第23回北海道門脈圧亢進症研究会 がありました。
写真は右から今回の研究会の当番世話人の北大の中西先生、代表世話人の小林病院矢崎先生、と川西です。
例年だと三月の初めなのですが会場の関係でことしは3月の中すぎになりました。相変わらず誤字脱字あり得る状態での感想文的な報告ではありますが、参考になれば幸いです。
世話人会では、世話人代表の矢崎先生のスライドを使った門亢症の現状と今後の課題ってことで語っていただき、外科からIVRや内視鏡屋になってきたこの会も内科的な治療、肝不全の治療や他疾患で起こる門亢症を勉強するような会に変わってきていることを実感しました。
最後に今後の会の役割としてエビデンスを示していくような役割、まとめなどを検討してはどうかと旭川医大の大竹先生から提案あり、門脈血栓の治療についてアンケートなどをとってみてはどうかと会場内の先生方からも意見があり、検討していくこととしました。
研究会では12の演題が発表され、とても刺激的でした。
--- --- ---
練習問題:
1 > 課題文のうち、「例年だと三月の初めなのですが」から「きていることを実感しました。」までをすべて、一字も変えずに書き写しなさい。
2 > 課題文にある「研究会では12の演題が発表され、とても刺激的でした。」という一文を英語に訳しなさい。
3 > 課題文によると、今後の会の役割としてエビデンスを示すことなどを検討してはどうかと提案したのは誰ですか。
この後に続く項目は、課題文とは別の出典から取ったものです。

(データセットの項目)
--- --- ---
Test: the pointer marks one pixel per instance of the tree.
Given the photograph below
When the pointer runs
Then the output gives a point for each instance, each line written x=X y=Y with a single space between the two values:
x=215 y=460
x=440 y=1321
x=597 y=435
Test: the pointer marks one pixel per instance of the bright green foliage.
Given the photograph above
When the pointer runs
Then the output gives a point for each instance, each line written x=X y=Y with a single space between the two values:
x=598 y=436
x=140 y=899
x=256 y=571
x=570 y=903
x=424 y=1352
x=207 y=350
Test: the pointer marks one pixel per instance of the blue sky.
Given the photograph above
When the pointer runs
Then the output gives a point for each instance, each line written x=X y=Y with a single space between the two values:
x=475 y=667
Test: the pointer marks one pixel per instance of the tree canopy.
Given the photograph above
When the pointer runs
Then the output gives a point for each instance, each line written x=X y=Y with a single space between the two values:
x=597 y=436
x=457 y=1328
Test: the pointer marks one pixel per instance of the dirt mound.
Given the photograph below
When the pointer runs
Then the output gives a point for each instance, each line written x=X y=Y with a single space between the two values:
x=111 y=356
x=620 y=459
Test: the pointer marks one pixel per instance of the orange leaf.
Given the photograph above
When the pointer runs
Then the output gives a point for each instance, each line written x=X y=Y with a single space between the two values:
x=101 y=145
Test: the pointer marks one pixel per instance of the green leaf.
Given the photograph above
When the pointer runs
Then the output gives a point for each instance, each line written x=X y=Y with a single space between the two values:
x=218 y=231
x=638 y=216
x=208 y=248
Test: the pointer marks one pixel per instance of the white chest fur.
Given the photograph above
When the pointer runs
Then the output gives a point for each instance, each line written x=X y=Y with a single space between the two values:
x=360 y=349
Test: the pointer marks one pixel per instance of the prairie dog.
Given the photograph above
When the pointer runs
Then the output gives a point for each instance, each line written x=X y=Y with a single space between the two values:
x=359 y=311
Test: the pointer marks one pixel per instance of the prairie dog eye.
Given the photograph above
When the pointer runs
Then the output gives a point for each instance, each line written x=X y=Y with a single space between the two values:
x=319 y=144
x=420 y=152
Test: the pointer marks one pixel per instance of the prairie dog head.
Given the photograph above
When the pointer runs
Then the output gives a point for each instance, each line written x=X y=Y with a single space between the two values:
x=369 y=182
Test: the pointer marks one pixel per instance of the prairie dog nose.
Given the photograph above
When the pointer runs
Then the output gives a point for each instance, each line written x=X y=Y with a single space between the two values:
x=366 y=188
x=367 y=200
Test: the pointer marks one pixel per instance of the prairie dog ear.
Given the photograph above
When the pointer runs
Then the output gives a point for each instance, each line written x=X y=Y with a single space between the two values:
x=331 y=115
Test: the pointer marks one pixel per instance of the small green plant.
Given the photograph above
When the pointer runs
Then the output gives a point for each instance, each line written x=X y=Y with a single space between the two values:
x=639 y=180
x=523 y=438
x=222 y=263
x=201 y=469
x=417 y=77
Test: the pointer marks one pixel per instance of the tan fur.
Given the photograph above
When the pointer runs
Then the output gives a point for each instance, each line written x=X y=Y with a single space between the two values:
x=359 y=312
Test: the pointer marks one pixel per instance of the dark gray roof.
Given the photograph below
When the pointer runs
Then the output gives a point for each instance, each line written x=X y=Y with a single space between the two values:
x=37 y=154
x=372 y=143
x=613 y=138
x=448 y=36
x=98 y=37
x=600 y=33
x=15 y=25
--- --- ---
解答例:
1 >
例年だと三月の初めなのですが会場の関係でことしは3月の中すぎになりました。相変わらず誤字脱字あり得る状態での感想文的な報告ではありますが、参考になれば幸いです。
世話人会では、世話人代表の矢崎先生のスライドを使った門亢症の現状と今後の課題ってことで語っていただき、外科からIVRや内視鏡屋になってきたこの会も内科的な治療、肝不全の治療や他疾患で起こる門亢症を勉強するような会に変わってきていることを実感しました。

2 > Twelve presentations were given at the meeting, and they were very stimulating.

3 > 旭川医大の大竹先生です。